Sift through the material below and return the lines with "white".

Input material below:

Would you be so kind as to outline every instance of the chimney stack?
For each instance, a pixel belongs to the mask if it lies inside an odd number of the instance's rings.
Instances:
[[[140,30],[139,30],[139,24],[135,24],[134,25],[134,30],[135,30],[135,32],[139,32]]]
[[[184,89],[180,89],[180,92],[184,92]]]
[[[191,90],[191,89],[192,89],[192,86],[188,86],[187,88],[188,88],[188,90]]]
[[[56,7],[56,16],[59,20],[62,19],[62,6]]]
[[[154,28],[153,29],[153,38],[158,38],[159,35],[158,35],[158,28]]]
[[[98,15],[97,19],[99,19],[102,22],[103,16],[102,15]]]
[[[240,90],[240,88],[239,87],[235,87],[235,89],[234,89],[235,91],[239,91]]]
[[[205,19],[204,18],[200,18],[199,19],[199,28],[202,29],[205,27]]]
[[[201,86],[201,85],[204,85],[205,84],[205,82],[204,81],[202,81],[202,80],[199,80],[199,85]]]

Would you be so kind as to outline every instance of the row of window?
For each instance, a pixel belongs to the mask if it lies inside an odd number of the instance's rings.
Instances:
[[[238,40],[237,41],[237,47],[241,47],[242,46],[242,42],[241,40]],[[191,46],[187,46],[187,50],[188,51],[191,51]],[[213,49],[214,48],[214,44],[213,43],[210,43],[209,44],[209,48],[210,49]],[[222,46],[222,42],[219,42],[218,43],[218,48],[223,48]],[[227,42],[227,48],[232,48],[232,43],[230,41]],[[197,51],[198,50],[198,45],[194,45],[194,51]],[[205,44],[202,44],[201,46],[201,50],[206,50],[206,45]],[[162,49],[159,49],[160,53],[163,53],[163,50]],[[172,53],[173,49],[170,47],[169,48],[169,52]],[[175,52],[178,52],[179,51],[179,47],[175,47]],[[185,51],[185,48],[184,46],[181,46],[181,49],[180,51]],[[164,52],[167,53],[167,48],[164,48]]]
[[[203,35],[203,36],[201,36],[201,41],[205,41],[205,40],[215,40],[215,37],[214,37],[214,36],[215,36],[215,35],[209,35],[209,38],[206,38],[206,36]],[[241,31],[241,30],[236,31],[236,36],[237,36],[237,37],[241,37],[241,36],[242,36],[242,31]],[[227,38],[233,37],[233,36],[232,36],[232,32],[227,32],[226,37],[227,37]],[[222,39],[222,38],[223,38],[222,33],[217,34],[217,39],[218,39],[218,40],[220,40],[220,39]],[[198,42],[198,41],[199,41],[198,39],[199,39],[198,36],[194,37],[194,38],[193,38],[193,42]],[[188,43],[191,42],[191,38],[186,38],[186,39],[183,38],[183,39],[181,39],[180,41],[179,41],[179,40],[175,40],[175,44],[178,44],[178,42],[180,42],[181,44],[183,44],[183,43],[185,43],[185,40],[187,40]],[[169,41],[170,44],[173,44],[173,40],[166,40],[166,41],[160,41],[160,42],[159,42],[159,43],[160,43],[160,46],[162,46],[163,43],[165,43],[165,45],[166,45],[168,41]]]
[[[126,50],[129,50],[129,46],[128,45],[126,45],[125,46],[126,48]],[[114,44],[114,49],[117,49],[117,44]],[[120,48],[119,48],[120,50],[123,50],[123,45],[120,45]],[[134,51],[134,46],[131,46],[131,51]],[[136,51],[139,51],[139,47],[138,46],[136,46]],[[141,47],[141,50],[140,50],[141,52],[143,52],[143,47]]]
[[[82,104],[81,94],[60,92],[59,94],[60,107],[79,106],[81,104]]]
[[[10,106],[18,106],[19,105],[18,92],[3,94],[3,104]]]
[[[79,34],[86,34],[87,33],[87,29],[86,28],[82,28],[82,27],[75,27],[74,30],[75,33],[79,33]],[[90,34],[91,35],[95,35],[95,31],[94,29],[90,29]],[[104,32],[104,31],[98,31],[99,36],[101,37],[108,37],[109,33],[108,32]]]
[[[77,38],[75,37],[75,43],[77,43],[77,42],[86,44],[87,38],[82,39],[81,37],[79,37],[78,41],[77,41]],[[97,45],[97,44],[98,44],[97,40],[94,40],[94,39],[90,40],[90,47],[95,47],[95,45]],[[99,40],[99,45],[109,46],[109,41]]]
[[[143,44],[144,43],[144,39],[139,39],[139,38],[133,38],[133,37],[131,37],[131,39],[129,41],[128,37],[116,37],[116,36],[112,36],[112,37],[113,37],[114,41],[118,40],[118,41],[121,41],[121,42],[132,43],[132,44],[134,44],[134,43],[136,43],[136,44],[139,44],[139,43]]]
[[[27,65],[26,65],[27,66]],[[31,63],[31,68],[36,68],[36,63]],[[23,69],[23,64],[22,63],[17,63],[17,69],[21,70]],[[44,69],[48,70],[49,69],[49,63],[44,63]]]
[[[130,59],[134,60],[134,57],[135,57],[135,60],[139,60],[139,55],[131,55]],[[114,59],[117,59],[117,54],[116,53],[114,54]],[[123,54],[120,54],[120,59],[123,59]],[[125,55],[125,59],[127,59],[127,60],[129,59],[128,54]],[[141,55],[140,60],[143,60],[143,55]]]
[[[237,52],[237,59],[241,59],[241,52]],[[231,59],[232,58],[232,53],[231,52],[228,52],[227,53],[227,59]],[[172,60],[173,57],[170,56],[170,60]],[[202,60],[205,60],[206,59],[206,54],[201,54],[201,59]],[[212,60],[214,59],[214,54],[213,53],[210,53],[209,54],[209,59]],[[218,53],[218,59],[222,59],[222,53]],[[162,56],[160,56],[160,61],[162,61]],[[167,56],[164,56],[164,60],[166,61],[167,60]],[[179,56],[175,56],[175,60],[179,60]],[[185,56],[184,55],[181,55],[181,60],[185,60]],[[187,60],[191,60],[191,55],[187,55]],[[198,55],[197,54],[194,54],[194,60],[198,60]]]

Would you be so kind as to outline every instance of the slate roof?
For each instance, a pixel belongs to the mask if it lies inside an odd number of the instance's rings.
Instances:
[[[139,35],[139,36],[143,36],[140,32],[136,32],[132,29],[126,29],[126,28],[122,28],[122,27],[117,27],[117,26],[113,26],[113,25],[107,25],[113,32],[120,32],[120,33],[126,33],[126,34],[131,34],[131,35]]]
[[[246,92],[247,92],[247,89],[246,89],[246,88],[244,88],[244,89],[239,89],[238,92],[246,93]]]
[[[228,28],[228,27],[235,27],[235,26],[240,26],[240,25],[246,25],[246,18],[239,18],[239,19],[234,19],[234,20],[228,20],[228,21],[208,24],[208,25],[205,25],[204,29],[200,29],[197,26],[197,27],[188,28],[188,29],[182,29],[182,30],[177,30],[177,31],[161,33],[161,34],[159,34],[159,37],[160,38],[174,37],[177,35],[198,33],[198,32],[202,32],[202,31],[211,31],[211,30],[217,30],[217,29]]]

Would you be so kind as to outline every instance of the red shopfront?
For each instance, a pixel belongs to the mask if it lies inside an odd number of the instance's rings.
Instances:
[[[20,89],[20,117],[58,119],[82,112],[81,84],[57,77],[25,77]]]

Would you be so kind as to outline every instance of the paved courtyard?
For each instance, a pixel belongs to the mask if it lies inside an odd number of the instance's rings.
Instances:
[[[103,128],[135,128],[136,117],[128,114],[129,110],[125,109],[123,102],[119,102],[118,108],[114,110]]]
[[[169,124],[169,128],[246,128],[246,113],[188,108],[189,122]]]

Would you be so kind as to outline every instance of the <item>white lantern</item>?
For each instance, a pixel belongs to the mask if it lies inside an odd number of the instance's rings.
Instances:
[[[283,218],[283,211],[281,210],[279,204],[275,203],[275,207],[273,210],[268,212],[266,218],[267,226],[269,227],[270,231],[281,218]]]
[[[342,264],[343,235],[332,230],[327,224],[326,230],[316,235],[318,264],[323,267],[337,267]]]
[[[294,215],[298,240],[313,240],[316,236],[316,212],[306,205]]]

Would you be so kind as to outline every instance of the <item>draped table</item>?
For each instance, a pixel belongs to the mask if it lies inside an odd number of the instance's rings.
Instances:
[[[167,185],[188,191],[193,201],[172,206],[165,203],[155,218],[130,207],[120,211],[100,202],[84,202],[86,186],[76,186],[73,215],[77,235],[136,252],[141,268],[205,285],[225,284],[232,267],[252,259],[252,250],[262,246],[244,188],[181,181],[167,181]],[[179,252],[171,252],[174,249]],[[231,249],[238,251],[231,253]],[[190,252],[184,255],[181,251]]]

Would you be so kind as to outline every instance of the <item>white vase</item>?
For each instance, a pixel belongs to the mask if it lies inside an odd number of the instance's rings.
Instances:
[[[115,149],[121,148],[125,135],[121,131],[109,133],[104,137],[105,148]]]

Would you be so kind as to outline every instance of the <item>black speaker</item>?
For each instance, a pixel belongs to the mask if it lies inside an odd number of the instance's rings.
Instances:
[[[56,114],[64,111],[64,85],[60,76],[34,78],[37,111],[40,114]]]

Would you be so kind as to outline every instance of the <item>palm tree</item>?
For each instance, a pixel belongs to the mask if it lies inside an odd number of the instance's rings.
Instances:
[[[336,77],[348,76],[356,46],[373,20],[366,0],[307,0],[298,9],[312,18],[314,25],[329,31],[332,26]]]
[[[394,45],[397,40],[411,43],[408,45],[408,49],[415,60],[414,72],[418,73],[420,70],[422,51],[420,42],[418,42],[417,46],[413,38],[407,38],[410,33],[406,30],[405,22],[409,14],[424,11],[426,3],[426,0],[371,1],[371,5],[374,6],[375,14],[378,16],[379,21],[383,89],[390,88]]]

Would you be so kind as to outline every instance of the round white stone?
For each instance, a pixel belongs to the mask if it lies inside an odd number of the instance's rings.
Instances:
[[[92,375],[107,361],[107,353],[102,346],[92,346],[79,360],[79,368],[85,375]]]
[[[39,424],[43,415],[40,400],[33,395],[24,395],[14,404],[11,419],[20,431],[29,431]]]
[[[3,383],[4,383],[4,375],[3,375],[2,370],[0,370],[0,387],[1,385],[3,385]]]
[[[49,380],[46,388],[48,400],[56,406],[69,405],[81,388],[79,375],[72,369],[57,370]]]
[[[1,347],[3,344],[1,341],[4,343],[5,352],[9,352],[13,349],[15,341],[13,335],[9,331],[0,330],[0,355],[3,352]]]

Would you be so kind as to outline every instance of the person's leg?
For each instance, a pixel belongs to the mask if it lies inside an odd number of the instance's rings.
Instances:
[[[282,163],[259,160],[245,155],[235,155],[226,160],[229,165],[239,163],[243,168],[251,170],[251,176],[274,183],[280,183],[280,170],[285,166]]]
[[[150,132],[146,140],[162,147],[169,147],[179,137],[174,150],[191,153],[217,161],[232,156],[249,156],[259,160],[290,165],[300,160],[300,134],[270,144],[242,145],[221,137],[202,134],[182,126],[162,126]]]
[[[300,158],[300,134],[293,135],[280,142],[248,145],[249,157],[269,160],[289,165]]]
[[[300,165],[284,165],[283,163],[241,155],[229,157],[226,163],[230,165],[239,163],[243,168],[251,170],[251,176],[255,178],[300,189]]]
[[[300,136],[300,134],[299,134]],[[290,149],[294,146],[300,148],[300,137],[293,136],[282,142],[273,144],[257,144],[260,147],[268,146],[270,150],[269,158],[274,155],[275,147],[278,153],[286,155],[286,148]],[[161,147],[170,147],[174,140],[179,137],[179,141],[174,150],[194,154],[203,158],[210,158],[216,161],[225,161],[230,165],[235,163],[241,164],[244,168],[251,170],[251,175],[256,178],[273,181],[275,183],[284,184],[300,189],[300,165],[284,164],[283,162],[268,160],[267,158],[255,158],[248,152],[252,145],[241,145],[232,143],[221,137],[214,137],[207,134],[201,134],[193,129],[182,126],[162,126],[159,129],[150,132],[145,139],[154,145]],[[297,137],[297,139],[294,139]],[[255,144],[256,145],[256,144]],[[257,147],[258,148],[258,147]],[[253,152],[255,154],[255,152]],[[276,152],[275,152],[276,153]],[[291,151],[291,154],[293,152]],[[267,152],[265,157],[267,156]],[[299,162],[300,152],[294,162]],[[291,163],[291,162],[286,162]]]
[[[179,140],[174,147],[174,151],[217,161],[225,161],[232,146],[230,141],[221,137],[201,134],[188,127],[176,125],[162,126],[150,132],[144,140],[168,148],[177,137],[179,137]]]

End of Input material.

— Response to the task —
Would you be so kind as to outline every instance of the <item>white lantern</item>?
Would you be so kind as to outline every instance of the <item>white vase</item>?
Would you be so kind as to outline every instance of the round white stone?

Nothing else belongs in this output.